▶ SHORT PROBLEM 1:
Transcribe the part of the recording-software thread between "Anyway, a Shure" and "money-grubbing assholes. :V\.", inclusive.
▶ SHORT PROBLEM 2:
For each statement below, say yes or no depending on whether it agrees with the recording-software thread, and quote the words from the thread that decide it. (a) Aden names the Shure SM58 for recording vocals. (b) Cooon's class teaches Logic. (c) Aden suggests a strip of masking tape on the side of the amp.

▶ SOURCE EXCERPT:
# Music Making/Recording Program Newbie



## Cooon (Feb 15, 2010)

Just calling it a "music making/recording program" makes me feel like a total newbie, I just don't know what else to call it. 

I'm taking a class from an awesome art program called Spyhop that teaches me how to record and make digital music. We learn to use protools, but me and my dad are experimenting with Logic at home. Which programs do you all use, so I can get some input from people with a little more experience.


----------



## Aden (Feb 15, 2010)

Logic Studio is my favorite thing to use ever
Also look into REAPER


----------



## Cooon (Feb 15, 2010)

Ok, good thing we've got logic, but i've never heard of REAPER

But i haven't been in the business for too long

My teacher also says Contact is a good program, especially from eletronic music. I'll be recording a lot of acoustic music, so i need something that does that well. I only have two condenser mics though, we're trying to find more.


----------



## Aden (Feb 15, 2010)

Your DAW isn't going to affect the quality of recording (unless you get a lesser version that can only do 44.1 recording or whatevs, but that shouldn't be a problem). For audio editing, my two previous suggestions remain. ProTools is good for it but I never recommend it because Digidesign are money-grubbing assholes. :V

Anyway, a Shure SM57 or two should do you great for instrument recording, or SM58 for vocal recording. Industry standard, cheap, indestructable.


----------



## Cooon (Feb 16, 2010)

Aden said:


> ProTools is good for it but I never recommend it because Digidesign are money-grubbing assholes. :V\.



My teacher said the exact same thing, and yes, my version can go over 44.1, so that should be no problem. 

I won't be doing much vocals, and my mics (I don't know specifically what model, and i don't want to disturb my family by going upstairs to find out) do just fine for the instruments that we're recording, except our recordings on the guitar (when it has an amp) are pretty inconsistent. 

Thanks for your help ^_^


----------



## Aden (Feb 16, 2010)

Cooon said:


> our recordings on the guitar (when it has an amp) are pretty inconsistent.



Do a ton of test recordings for amped guitars so you can get a feel for how different mic positions and orientations sound. Eventually sometime down the line you'll have your favorite mic position locked in (don't be afraid to try pushing it right near the mesh) and will be able to set it up perfectly in no time. Also get some masking tape and put a strip on the top of the amp so that when you lock in your favorite knob settings for recording you can write them down.

▶ DATA SHOWN:
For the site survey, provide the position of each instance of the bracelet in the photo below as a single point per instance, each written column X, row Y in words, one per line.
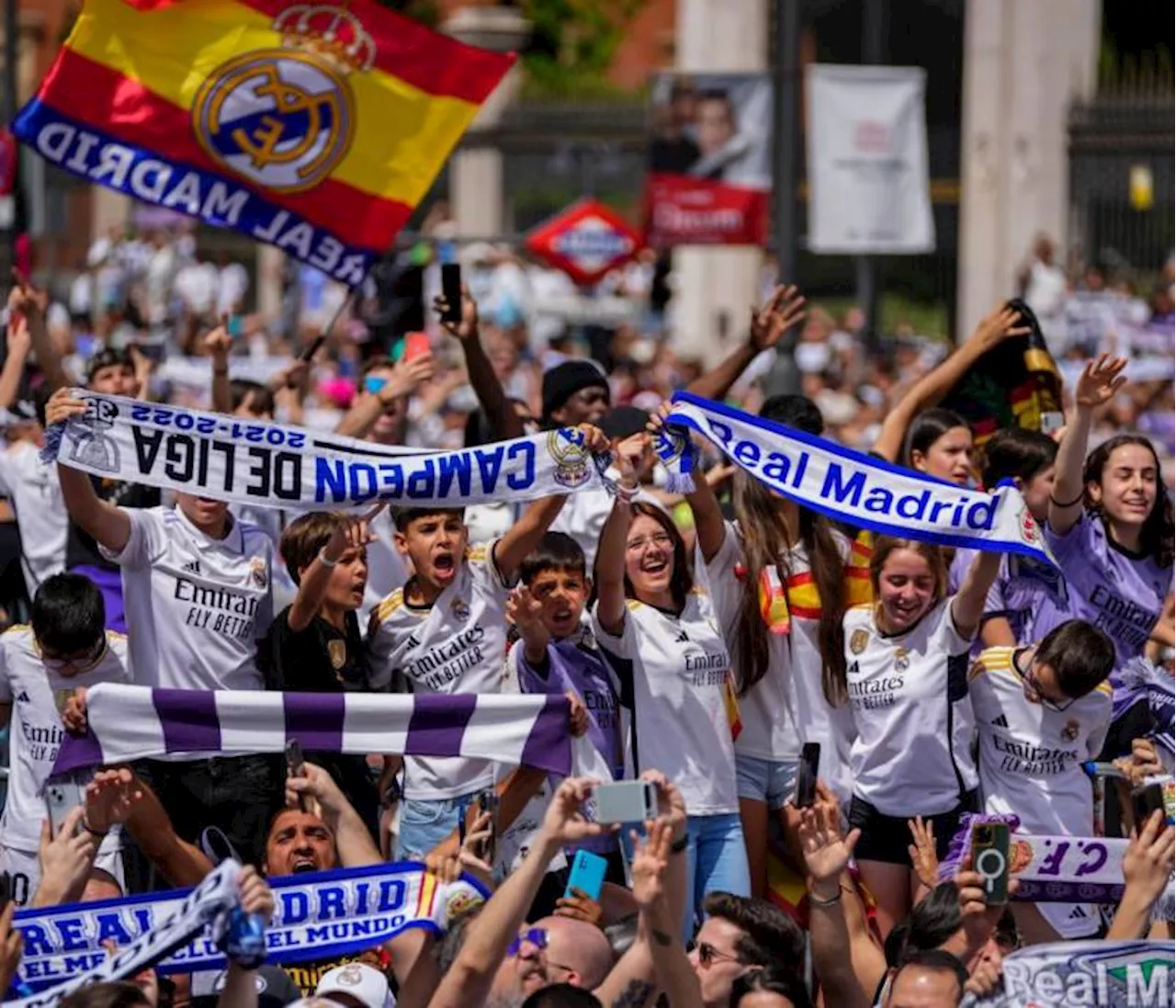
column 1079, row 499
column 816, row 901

* * *

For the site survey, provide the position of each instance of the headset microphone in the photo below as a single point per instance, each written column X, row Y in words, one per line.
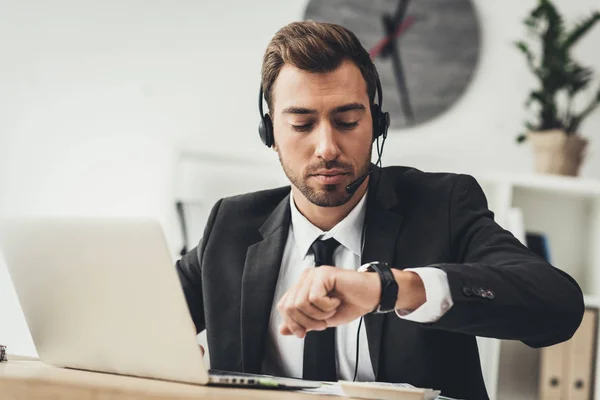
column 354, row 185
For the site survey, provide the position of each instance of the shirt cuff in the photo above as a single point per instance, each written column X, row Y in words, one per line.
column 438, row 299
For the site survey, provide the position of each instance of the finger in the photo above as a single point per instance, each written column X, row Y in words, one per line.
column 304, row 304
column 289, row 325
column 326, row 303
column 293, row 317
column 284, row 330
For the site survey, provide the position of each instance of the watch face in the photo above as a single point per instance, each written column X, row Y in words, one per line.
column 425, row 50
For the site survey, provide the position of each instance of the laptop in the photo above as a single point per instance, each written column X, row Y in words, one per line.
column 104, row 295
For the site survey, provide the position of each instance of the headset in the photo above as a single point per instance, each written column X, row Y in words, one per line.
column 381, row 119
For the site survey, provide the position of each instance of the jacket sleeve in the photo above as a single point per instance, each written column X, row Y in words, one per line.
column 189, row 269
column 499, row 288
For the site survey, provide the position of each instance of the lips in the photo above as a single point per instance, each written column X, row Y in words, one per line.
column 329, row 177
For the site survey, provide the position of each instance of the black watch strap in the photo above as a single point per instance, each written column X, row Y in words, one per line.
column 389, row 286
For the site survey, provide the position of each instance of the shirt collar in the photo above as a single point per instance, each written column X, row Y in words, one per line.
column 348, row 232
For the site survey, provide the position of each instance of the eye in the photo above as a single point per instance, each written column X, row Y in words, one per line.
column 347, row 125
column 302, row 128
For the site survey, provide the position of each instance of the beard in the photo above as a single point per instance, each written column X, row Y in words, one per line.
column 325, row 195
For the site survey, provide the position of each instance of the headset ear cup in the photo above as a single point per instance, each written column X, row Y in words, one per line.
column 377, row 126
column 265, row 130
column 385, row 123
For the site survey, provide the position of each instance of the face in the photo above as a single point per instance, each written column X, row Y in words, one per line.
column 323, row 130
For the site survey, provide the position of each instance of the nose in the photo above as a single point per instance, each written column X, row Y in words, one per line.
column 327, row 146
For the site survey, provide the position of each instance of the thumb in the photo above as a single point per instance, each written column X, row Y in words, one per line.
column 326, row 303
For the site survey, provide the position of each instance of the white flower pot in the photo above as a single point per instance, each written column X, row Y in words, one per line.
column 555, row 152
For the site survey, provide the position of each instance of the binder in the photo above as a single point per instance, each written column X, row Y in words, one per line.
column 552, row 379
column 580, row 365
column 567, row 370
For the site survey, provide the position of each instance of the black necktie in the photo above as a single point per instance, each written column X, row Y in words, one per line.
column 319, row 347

--

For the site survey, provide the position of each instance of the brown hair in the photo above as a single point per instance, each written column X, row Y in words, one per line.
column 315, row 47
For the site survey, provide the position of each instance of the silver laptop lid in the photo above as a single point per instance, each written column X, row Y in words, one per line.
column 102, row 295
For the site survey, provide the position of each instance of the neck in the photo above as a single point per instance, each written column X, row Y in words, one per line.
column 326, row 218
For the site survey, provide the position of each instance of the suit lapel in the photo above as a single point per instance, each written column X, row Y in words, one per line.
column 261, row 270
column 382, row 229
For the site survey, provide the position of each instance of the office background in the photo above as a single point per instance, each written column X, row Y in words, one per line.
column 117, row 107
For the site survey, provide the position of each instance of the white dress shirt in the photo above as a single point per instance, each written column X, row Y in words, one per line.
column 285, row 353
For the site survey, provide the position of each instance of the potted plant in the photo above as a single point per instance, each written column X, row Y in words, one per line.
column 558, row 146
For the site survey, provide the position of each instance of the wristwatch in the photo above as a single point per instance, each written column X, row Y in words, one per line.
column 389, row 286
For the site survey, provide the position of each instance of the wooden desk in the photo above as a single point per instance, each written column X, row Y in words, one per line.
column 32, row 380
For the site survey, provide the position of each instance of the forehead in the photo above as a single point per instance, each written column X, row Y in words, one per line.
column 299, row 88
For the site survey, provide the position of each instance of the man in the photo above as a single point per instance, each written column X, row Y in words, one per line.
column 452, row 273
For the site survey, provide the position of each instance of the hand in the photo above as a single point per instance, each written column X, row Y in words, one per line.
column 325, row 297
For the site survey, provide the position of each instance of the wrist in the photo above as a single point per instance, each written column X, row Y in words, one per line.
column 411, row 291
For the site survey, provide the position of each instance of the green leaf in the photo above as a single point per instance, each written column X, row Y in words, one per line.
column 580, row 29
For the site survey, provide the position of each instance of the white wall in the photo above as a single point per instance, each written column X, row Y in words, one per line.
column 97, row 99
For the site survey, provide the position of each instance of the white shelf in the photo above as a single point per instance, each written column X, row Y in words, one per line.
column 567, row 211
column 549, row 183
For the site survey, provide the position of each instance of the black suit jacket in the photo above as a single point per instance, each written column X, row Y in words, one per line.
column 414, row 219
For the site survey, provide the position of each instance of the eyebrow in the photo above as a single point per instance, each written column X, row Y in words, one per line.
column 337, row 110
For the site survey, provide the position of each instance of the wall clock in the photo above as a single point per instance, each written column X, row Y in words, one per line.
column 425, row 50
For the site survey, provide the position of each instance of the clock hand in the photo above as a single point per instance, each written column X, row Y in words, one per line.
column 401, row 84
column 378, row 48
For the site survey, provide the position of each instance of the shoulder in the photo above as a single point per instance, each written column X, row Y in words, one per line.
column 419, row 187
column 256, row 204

▶ TASK RESULT 1:
Anyway, a Shure SM57 or two should do you great for instrument recording, or SM58 for vocal recording. Industry standard, cheap, indestructable.


----------



## Cooon (Feb 16, 2010)

Aden said:


> ProTools is good for it but I never recommend it because Digidesign are money-grubbing assholes. :V\.

▶ TASK RESULT 2:
(a) Yes: "or SM58 for vocal recording."
(b) No: "We learn to use protools, but me and my dad are experimenting with Logic at home."
(c) No: "put a strip on the top of the amp"